_What to work on_
Reproduce each of the entries below verbatim, line for line, with no changes.
[start Listed records]
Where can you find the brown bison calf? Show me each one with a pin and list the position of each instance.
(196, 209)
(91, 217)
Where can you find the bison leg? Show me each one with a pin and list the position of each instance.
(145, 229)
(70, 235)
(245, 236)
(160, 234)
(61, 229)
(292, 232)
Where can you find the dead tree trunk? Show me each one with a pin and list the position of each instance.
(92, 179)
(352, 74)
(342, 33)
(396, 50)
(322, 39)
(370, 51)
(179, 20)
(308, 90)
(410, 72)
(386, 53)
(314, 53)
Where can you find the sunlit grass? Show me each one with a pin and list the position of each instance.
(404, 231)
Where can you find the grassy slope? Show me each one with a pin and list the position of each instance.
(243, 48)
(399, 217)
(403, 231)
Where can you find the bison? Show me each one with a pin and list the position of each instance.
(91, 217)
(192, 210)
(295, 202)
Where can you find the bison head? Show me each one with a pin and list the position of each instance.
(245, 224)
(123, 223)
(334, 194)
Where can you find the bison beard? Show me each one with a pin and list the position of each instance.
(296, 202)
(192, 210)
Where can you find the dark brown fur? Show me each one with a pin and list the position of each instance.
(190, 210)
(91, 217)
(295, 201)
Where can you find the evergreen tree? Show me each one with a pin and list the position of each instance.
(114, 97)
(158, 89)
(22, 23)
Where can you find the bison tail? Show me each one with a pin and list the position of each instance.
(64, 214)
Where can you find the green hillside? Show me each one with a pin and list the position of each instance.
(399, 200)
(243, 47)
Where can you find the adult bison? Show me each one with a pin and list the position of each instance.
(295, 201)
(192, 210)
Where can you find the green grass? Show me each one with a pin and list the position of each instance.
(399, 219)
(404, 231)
[end Listed records]
_Complete output_
Where can you find the brown bison calf? Show me each one with a pin and list the position of each instance.
(196, 209)
(91, 217)
Where can you find the bison leg? Show me each one with a pin and list the position of each instance.
(145, 229)
(70, 235)
(245, 236)
(160, 234)
(61, 229)
(292, 232)
Where can you find the dead tree trunk? Show me each one with a pin and list the position of each instance.
(92, 179)
(352, 74)
(342, 33)
(396, 50)
(322, 39)
(370, 51)
(179, 20)
(308, 90)
(410, 72)
(386, 53)
(314, 53)
Where can you find the sunlit grass? Show me each one with a pin and list the position of each instance.
(404, 231)
Where can you find the grassy slope? Show me each one with a pin and list the position of each instance.
(243, 48)
(399, 217)
(403, 231)
Where can you find the bison? Show me each one with a pin and list the position of each instance.
(91, 217)
(192, 210)
(295, 202)
Where can you find the bison head? Show me each one with a pin and list the position of each instance.
(245, 224)
(123, 223)
(334, 194)
Where can you find the bison beard? Show me each one with a pin and list the position of each instance.
(296, 202)
(192, 210)
Where can you find the dark brown fur? Show me each one with a pin and list the position of each instance.
(190, 210)
(91, 217)
(295, 201)
Where can you find the evergreen tree? Show me each one with a pin and list the position of each instance.
(114, 97)
(158, 89)
(22, 23)
Where can you find the bison tail? Show me each one with a pin and list the position of each instance.
(64, 214)
Where can you find the green hillside? Show me each one with a pin and list the position of each instance.
(399, 200)
(243, 47)
Where can you find the adult bison? Show me each one with a pin and list the position of each instance.
(295, 201)
(192, 210)
Where can you find the green grass? Show me each one with a pin and list the position of each instance.
(399, 219)
(404, 231)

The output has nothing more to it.